- **Prompt**
Count the lines in the data below that contain the string "dark", treating uppercase and lowercase as different, and reply with that number alone.

- **Data in this exercise**
****************
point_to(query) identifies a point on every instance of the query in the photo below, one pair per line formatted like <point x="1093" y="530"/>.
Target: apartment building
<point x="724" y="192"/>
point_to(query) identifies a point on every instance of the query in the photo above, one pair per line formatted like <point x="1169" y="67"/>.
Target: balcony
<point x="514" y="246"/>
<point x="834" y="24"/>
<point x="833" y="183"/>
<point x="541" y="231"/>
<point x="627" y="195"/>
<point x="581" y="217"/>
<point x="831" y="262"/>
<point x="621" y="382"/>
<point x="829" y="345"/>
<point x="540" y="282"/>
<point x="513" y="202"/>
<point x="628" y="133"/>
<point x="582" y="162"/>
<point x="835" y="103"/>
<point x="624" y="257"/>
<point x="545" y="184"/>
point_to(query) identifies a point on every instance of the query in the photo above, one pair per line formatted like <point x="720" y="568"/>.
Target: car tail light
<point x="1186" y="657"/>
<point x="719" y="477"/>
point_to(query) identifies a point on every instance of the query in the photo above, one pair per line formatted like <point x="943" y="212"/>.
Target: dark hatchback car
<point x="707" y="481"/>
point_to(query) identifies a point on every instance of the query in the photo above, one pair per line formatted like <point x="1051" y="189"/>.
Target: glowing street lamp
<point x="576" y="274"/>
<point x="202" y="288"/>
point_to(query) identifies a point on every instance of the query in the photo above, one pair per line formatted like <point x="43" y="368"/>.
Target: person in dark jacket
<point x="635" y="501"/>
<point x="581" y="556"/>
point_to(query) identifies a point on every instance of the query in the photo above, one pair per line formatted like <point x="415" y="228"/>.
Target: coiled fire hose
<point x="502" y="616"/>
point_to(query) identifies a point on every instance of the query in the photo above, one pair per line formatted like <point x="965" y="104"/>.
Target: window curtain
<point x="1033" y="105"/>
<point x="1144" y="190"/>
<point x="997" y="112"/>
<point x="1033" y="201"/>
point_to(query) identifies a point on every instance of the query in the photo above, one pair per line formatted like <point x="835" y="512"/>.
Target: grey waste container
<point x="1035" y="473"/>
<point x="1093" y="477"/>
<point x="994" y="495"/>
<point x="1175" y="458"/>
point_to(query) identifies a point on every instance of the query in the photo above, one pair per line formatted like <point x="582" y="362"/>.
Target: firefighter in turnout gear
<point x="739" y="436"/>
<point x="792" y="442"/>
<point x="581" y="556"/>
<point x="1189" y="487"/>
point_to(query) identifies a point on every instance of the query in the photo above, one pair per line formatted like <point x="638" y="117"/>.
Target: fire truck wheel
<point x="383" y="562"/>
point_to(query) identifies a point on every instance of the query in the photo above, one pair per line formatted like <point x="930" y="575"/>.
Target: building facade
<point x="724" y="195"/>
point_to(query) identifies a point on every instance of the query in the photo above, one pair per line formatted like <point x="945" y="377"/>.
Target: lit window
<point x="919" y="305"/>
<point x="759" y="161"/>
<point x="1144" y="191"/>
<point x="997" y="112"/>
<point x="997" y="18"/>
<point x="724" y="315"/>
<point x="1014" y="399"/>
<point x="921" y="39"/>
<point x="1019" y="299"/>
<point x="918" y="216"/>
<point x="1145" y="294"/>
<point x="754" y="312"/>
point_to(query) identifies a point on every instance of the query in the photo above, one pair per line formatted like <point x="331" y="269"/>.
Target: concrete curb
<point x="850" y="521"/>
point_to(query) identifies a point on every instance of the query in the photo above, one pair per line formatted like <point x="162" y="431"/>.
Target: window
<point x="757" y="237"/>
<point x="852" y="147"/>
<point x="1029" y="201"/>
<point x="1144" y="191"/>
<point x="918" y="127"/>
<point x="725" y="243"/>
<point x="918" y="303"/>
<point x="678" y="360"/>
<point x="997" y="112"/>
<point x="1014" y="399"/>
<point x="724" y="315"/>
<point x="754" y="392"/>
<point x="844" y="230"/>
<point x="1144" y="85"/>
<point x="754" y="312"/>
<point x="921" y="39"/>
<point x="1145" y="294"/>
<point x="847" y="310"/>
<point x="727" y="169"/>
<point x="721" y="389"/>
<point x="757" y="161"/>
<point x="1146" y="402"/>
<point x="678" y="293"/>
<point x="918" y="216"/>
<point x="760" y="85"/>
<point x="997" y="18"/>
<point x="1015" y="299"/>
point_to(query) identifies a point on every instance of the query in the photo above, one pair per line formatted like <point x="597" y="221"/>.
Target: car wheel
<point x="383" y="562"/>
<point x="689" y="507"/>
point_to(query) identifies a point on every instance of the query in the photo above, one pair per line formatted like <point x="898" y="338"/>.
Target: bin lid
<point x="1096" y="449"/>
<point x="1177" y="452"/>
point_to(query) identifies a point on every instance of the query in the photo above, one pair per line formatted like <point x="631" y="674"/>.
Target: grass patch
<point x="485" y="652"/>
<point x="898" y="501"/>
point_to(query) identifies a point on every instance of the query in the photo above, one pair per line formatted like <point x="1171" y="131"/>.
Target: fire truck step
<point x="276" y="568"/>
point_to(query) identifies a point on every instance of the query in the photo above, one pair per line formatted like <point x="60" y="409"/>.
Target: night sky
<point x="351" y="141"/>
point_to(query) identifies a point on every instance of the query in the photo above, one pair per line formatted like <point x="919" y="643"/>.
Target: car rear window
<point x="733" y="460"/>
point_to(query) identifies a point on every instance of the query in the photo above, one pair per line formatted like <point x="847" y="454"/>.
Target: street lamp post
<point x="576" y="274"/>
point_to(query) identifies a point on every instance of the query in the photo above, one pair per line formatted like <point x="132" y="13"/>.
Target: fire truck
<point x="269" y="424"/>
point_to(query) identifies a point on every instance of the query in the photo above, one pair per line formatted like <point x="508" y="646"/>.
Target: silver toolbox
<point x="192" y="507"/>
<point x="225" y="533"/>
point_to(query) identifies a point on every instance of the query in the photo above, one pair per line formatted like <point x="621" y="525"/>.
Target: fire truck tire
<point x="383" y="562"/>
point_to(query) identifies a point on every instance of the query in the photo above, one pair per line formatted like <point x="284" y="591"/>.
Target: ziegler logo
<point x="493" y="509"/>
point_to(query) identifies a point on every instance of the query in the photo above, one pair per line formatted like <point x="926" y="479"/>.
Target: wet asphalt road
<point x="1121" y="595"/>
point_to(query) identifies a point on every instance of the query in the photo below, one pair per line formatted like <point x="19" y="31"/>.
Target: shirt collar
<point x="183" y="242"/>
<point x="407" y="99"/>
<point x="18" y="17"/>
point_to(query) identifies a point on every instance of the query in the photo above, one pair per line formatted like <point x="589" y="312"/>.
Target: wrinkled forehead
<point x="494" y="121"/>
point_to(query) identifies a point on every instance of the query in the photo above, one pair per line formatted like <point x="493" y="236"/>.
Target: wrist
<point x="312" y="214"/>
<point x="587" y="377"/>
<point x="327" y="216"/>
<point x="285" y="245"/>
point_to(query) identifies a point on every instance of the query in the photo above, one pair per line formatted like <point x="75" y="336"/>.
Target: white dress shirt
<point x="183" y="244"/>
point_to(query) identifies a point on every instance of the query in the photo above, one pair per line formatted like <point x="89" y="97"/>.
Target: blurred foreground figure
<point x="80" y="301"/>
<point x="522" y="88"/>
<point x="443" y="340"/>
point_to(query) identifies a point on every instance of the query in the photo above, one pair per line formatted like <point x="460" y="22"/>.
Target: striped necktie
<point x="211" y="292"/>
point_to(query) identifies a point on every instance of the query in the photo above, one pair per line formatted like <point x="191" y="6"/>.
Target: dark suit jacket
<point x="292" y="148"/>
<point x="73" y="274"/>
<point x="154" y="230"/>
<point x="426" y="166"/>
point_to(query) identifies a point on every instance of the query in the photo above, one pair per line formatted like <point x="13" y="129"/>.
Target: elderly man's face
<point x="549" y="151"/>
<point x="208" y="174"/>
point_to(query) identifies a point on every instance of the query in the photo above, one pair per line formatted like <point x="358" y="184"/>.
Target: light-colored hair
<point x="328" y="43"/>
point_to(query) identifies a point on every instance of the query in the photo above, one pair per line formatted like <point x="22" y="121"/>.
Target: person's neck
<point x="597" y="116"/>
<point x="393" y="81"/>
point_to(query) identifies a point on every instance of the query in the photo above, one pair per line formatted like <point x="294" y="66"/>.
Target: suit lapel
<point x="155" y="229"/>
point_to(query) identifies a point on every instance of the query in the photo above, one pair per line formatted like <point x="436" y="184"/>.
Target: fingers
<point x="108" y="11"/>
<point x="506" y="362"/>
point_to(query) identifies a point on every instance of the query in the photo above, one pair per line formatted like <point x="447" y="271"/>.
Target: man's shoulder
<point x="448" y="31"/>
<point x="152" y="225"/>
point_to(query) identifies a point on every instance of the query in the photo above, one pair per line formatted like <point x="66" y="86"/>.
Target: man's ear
****************
- **Correct output**
3